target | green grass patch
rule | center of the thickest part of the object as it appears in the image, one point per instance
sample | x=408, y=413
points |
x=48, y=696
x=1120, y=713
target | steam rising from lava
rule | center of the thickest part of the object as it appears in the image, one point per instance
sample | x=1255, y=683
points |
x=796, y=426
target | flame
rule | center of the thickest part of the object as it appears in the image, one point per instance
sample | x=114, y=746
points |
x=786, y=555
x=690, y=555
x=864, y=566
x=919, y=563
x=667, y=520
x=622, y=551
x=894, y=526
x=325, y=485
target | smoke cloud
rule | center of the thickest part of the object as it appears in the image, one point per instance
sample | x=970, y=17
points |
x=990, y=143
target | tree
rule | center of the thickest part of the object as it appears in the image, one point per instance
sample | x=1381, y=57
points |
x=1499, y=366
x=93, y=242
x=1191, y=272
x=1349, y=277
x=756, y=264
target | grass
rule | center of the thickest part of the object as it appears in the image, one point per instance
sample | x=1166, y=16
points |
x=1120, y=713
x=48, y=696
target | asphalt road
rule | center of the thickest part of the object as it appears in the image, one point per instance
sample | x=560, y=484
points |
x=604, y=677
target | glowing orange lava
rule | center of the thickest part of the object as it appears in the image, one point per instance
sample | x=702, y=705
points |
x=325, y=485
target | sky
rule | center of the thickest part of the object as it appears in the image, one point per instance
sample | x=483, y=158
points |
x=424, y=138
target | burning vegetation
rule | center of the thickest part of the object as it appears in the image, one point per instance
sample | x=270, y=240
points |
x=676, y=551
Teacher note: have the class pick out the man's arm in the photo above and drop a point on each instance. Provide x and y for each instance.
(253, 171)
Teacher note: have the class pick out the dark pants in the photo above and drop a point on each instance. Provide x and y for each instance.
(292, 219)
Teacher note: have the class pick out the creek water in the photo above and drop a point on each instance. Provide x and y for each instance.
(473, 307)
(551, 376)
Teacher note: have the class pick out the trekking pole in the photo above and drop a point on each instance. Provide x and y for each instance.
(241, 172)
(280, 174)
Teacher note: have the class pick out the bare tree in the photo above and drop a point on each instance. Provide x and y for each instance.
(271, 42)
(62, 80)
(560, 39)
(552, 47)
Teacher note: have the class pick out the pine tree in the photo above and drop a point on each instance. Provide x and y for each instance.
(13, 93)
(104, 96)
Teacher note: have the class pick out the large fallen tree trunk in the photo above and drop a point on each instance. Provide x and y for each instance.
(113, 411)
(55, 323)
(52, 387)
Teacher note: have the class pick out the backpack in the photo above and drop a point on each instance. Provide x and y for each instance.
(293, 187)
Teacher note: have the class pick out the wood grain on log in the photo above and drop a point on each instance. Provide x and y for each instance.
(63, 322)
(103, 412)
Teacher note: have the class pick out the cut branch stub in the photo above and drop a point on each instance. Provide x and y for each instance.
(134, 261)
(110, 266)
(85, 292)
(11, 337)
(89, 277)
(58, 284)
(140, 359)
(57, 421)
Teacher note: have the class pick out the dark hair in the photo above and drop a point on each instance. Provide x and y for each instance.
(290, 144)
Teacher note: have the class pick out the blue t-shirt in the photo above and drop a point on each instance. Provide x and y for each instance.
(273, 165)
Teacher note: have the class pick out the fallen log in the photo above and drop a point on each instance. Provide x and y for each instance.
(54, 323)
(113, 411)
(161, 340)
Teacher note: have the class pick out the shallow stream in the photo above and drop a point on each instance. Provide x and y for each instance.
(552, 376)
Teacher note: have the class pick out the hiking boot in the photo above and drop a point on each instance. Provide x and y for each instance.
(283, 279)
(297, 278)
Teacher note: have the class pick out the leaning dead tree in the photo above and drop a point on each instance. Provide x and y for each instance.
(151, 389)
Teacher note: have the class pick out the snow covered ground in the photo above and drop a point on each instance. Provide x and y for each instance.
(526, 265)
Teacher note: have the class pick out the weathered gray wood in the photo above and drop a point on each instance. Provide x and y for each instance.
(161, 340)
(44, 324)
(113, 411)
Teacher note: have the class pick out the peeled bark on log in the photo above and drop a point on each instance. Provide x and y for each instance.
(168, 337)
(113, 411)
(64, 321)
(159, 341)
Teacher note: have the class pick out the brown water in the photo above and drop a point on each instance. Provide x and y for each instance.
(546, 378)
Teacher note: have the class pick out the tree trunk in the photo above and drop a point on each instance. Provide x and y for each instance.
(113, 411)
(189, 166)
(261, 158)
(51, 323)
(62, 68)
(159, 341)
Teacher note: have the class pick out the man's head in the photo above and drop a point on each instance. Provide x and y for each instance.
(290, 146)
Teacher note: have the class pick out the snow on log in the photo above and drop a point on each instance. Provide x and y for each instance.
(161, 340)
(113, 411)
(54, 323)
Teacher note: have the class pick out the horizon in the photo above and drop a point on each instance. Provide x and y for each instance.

::::

- Work task
For this exercise, repeat each line of the listing exactly.

- Solution for this exercise
target | green grass patch
rule | center of the thickest part of the object as it appears in the image, one point per instance
sample | x=408, y=413
points |
x=48, y=696
x=1120, y=713
target | steam rising from lava
rule | center of the thickest part of the object as it appears in the image, one point per instance
sample | x=1255, y=683
points |
x=796, y=426
target | flame
rule | center of the thickest part of the object as it appears in the image, one point per instance
sample | x=114, y=746
points |
x=786, y=555
x=690, y=555
x=864, y=566
x=919, y=563
x=667, y=520
x=622, y=551
x=894, y=526
x=325, y=485
target | smoke cloud
rule | center of the thickest part of the object as it appears in the image, one point per instance
sample | x=970, y=17
points |
x=990, y=143
target | tree
rule | center of the thickest part of the object as it appears in the image, one point per instance
sample | x=1381, y=57
points |
x=1499, y=366
x=93, y=242
x=1191, y=272
x=1349, y=277
x=756, y=264
target | grass
rule | center of the thickest part of the object as it appears in the image, one point per instance
sample | x=1166, y=16
points |
x=1120, y=713
x=48, y=696
target | asphalt road
rule | center of the thickest part of the object as it appears in the image, one point per instance
sample | x=560, y=484
points |
x=604, y=677
target | glowing orange lava
rule | center of the thickest part of the object as it appears in the image, one point per instance
sample | x=702, y=705
points |
x=325, y=485
target | sky
rule | center of the thickest part of the object as it appears in the image, one point per instance
sample | x=483, y=158
points |
x=424, y=138
target | burning vegetation
rule | center of the thickest part of the object as it appears in the image, one point per instance
sample | x=270, y=240
points |
x=676, y=551
Teacher note: have the class pick out the man's arm in the photo above and drop a point on each instance. Provide x and y for each instance.
(253, 171)
Teacher note: have the class pick out the dark pants in the photo above and drop a point on each instance. Provide x and y for each instance.
(292, 219)
Teacher note: have the class pick out the creek water in the photo above and drop a point on each instance. Provide x and y for each instance.
(473, 307)
(551, 376)
Teacher note: have the class pick out the trekking pole in the photo above and drop a point on each instance. Provide x and y for each instance.
(241, 172)
(280, 174)
Teacher note: have the class pick out the bare tree in the photo above and drop a point on each instance. Provide x and y for each instance.
(271, 42)
(62, 80)
(560, 39)
(552, 47)
Teacher note: have the class pick out the pine tree in the photo above and drop a point on each instance. Provide x and y for each instance.
(13, 93)
(104, 96)
Teacher note: have the class pick out the large fallen tree trunk in the photo above and drop a point on each instance. Provide x and y for each instance.
(113, 411)
(55, 323)
(52, 387)
Teacher note: have the class pick out the backpack in the photo above and drop a point on each instance. Provide x and y for each instance.
(293, 187)
Teacher note: have the class pick out the wood grain on log in the photo above and drop a point on each instance. Provide x and y for each instance.
(63, 322)
(103, 412)
Teacher note: have the class pick out the cut branch stub in the photo above and drop a point on each instance. Provide x and y for each instance.
(134, 261)
(110, 266)
(85, 292)
(11, 337)
(89, 277)
(58, 284)
(140, 359)
(57, 421)
Teacher note: have the class pick out the dark hair in the photo above and drop a point on each instance. Provide x and y for each instance.
(290, 144)
Teacher note: have the class pick out the blue t-shirt in the photo above and drop a point on each instance. Provide x and y for each instance.
(273, 165)
Teacher note: have the class pick out the fallen log in the photo above and drop a point on each instance. Provide x and y for each instance.
(54, 323)
(113, 411)
(161, 340)
Teacher note: have the class pick out the shallow stream in the photo above and drop a point on each instance. Provide x and y for each instance.
(552, 376)
Teacher note: have the class pick out the hiking boot in the photo above and drop a point on each instance. Provide x and y for each instance.
(283, 279)
(297, 278)
Teacher note: have the class pick out the leaning dead tree in the photo above and drop a point on each instance. Provide x and y for each instance.
(151, 389)
Teacher note: have the class pick out the snow covered ground in the photo above and drop a point on each instance. Provide x and y for each instance.
(526, 265)
Teacher note: have the class pick out the weathered gray wood in the photo above and drop a point on each instance. Provide x and y for each instance.
(161, 340)
(44, 324)
(113, 411)
Teacher note: have the class pick out the peeled bark on log in the photo above and drop a point on each instance. Provide x and y for each instance.
(168, 337)
(113, 411)
(64, 321)
(159, 341)
Teacher note: have the class pick out the brown water in the photo above and drop a point on each instance. Provide x and y for each instance.
(546, 378)
Teacher note: have the class pick out the tree trunk in the photo above and drop a point on each instance. Provide x and y for each instance.
(113, 411)
(189, 166)
(261, 158)
(51, 323)
(62, 68)
(159, 341)
Teacher note: have the class pick out the man's head in the photo above and drop a point on each instance. Provide x and y for each instance.
(290, 146)
Teacher note: have the class pick out the snow on log in the photo above and drop a point on each instance. Provide x and y for each instance.
(161, 340)
(113, 411)
(54, 323)
Teacher note: have the class pick out the horizon in the photo above and drop a point on each instance. Provide x and y for each instance.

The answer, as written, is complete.